> [Reading passage]

Although many musical theater enthusiasts know that Stephen Sondheim criticized the lyrics of Lorenz Hart and Ira Gershwin, they may not know that he could be just as tough on Ted Chapin’s typing.

On the 1971 production of FOLLIES – 10 years before he’d start a 40-year tenure as president and chief creative officer of The Rodgers and Hammerstein Organization – Chapin was a production assistant on the now-legendary musical. Part of his job was typing the new material that the composer-lyricist would write during rehearsals and in Boston.

The latter location, in fact, is where Sondheim gave Chapin the lyric to the song that he initially called “I’m Here.”

And here was Sondheim who, recalls Chapin, “called me on every mistake I typed.”

Sondheim was as stringent about punctuation as Vivian Bearing is in WIT. Chapin’s use of semi-colons, commas and periods were all questioned (as were his question marks). Keeping every hyphen in the right place wasn’t easy, either, with all the back and forth alternation of shift-keys for “The God-Why-Don’t-You-Love-Me Blues.”

Sometimes Chapin made errors of a different nature. “I typed ‘gallop’ instead of ‘galop,’”  he recalls. “I didn’t know at the time that there was a type of lively ballroom dance called a gallop. But there is.

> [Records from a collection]

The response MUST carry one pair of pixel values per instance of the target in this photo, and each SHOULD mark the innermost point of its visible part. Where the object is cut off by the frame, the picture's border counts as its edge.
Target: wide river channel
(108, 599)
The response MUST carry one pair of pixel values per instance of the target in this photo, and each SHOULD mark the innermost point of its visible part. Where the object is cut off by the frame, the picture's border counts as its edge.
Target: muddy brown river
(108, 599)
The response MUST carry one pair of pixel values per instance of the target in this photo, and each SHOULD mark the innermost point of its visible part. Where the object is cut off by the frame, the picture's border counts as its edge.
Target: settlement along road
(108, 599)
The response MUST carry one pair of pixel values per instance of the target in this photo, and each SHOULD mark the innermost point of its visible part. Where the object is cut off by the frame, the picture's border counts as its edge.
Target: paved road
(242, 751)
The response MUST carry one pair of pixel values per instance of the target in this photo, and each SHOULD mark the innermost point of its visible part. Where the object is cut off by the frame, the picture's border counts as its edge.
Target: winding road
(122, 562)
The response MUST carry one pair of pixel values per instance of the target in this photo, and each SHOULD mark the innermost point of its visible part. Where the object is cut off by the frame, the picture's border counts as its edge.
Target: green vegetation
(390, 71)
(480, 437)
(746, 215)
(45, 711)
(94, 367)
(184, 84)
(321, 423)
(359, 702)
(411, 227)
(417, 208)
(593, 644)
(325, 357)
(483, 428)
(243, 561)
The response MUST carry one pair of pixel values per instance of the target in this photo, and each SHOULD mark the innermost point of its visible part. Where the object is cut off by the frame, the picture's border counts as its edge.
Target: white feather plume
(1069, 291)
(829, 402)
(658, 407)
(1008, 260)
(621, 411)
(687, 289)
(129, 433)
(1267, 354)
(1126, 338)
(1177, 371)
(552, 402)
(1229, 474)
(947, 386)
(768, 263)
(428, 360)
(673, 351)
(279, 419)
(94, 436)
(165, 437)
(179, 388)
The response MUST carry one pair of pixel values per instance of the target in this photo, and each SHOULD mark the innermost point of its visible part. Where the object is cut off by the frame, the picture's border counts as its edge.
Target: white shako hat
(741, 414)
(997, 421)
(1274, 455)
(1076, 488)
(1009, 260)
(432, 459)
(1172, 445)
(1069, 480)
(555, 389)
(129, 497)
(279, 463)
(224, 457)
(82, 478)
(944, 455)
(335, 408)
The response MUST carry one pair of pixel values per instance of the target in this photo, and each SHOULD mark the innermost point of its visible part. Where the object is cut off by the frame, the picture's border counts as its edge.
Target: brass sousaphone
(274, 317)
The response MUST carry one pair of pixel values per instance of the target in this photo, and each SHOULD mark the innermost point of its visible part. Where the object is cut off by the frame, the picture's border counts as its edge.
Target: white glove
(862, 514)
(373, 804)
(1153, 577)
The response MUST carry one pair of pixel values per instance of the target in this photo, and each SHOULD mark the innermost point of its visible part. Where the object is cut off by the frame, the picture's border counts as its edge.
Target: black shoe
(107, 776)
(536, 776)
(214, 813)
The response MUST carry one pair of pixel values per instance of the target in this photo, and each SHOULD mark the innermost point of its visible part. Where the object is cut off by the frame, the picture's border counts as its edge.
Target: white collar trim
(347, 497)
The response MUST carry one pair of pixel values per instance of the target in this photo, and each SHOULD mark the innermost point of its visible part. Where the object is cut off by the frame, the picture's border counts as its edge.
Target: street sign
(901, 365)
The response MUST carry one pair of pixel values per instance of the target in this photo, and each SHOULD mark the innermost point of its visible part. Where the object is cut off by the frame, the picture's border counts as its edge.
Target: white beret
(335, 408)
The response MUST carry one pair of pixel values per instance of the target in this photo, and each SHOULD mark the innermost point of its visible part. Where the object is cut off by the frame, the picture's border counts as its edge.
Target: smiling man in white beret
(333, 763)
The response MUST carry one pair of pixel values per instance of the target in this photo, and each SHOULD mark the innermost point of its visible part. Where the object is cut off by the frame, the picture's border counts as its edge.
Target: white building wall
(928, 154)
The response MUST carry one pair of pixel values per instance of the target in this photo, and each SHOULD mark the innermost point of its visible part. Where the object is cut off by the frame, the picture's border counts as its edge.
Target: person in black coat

> [Description of the task]
Reproduce word for word the part of the Sondheim passage starting with "Sometimes Chapin made" and going on through "But there is.".

> [Exercise result]
Sometimes Chapin made errors of a different nature. “I typed ‘gallop’ instead of ‘galop,’”  he recalls. “I didn’t know at the time that there was a type of lively ballroom dance called a gallop. But there is.